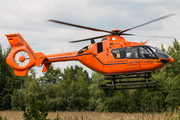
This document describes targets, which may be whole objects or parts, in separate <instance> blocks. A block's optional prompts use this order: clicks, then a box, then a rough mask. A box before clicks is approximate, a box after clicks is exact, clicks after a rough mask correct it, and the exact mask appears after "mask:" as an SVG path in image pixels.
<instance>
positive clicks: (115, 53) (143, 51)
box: [111, 46, 157, 59]
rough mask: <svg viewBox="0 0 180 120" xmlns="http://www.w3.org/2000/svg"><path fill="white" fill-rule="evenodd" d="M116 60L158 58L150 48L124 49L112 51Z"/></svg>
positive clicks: (113, 50) (114, 49)
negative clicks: (157, 57) (122, 59)
mask: <svg viewBox="0 0 180 120" xmlns="http://www.w3.org/2000/svg"><path fill="white" fill-rule="evenodd" d="M111 52H112V55H113V56H114V57H115V58H116V59H139V58H141V59H152V58H157V57H156V56H155V54H154V53H153V52H152V50H150V49H149V48H148V47H141V46H136V47H124V48H119V49H114V50H112V51H111Z"/></svg>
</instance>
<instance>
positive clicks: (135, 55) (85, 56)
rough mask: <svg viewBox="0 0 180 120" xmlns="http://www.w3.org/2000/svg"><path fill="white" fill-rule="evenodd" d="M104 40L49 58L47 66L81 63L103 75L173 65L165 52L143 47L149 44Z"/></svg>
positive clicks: (134, 70)
mask: <svg viewBox="0 0 180 120" xmlns="http://www.w3.org/2000/svg"><path fill="white" fill-rule="evenodd" d="M104 39H105V40H104V41H102V42H98V43H94V44H91V45H89V46H86V47H84V48H82V49H81V50H79V51H74V52H69V53H60V54H53V55H46V58H47V59H46V60H45V61H44V64H48V63H51V62H60V61H71V60H78V61H79V62H81V63H82V64H83V65H85V66H87V67H88V68H90V69H92V70H93V71H96V72H99V73H101V74H114V73H130V72H137V71H155V70H158V69H160V68H162V67H164V66H165V65H167V64H169V63H171V62H173V58H171V57H170V56H168V55H167V54H166V53H164V52H162V51H160V50H158V49H156V48H153V47H151V46H146V45H144V44H145V43H146V42H144V43H136V42H128V41H125V40H124V38H123V37H120V36H110V37H106V38H104ZM152 49H154V51H153V50H152ZM155 51H159V52H160V53H161V54H163V55H164V56H165V57H163V58H160V56H158V55H157V54H156V53H155ZM158 54H159V53H158ZM161 56H162V55H161Z"/></svg>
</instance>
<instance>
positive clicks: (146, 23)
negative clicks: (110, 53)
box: [119, 14, 175, 35]
mask: <svg viewBox="0 0 180 120" xmlns="http://www.w3.org/2000/svg"><path fill="white" fill-rule="evenodd" d="M173 15H175V14H169V15H166V16H163V17H160V18H157V19H155V20H152V21H149V22H146V23H144V24H141V25H138V26H135V27H132V28H129V29H126V30H123V31H121V32H119V35H121V34H122V33H124V32H127V31H129V30H132V29H135V28H138V27H141V26H144V25H147V24H150V23H153V22H156V21H159V20H162V19H165V18H168V17H171V16H173Z"/></svg>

- - -

§ **Task goal**:
How many lines of the material above contain the word "rough"? Give only the number.

§ **Exercise answer**:
3